§ Reading passage:
..........
Kader ATTIA

Reflecting Memory

Kader ATTIA
Reflecting Memory, 2016

colour video, sound; HD, 16:9; 45’56’’
Courtesy of the artist and Nagel Draxler Galerie
Kader Attia is represented by galleries Galleria Continua, Nagel Draxler, Krinzinger, Lehmann Maupin.
Photo: József ROSTA © Ludwig Museum – Museum of Contemporary Art

Kader Attia’s dual French-Algerian cultural background has served as a point of departure for his dynamic art practice, which reflects on the aesthetics and ethics of different cultures. The main focus of his research is the particular perspective of each society on its history and the evolution of collective memory in the light of tradition and modernity. Central to Kader Attia’s work is the reparative approach (Repair) as a constant factor of human nature. One of the most complex encounters of his intercultural and interdisciplinary approach is his video work Reflecting Memory, which was the main element of his exhibition at the Centre Pompidou, organised in the scope of the Marcel Duchamp Prize, which he won in 2016. The video focuses on the phantom limb syndrome in people with amputated limbs and the issue of phantom pain. In the film, Attia features scientists working to “repair” people who have undergone amputations: looking for answers on how to understand the phantom limb phenomenon, where it comes from and how to cure phantom pain. The video is ultimately a philosophical metaphor embedded in a documentary: what happens when the phenomenon of the phantom limb is transposed from the individual body to society as a whole, to the level of civilisations that have experienced traumas outside the norm. Attia interprets as yet unmourned civilizational traumas that remain in denial as social phantom pains, and in doing so, he subtly smuggles into his film the mirror box theory of neurobiologist Vilayanur Ramachandran, which uses the reflection of the whole limb to mourn the amputated limb of a patient. Attia makes this scientific discovery the visual leitmotif of the video, supporting his concept of reparation as a constant factor that defines the human being.
..........
§ Data segment:
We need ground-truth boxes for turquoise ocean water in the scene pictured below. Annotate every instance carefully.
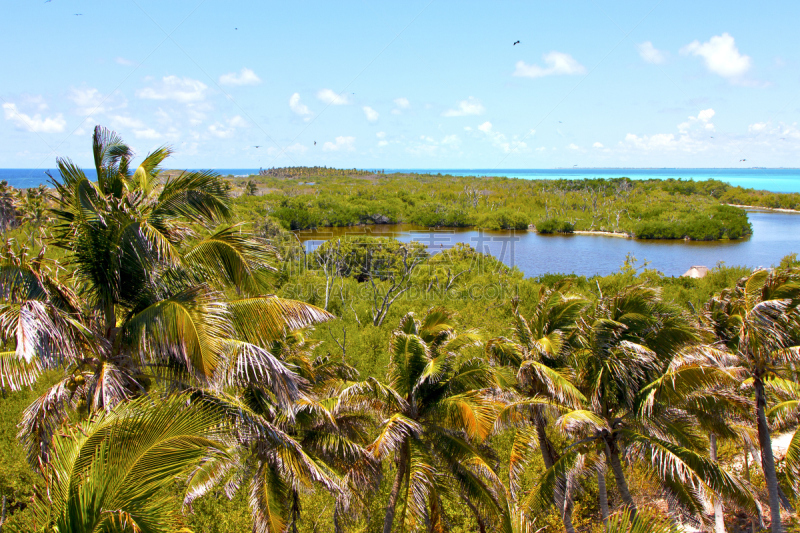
[0,168,800,192]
..........
§ Questions:
[1] Answer these questions using the description of Reflecting Memory, one line each:
(a) What is the running time of the video?
(b) Which prize did Kader Attia win in 2016?
(c) Which neurobiologist's theory does Attia bring into the film?
[2] Summarize the description of Reflecting Memory in two sentences.
[3] List every gallery that the description of Reflecting Memory says represents Kader Attia.

§ Results of the exercise:
[1]
(a) 45’56’’
(b) The Marcel Duchamp Prize
(c) Vilayanur Ramachandran's (the mirror box theory)

[2] Reflecting Memory is a 2016 video by Kader Attia, an artist of dual French-Algerian background. It focuses on phantom limb syndrome and phantom pain in amputees, and it uses that phenomenon, along with Vilayanur Ramachandran's mirror box theory, as a metaphor for unmourned civilizational traumas and for repair as a constant of human nature.

[3]
- Galleria Continua
- Nagel Draxler
- Krinzinger
- Lehmann Maupin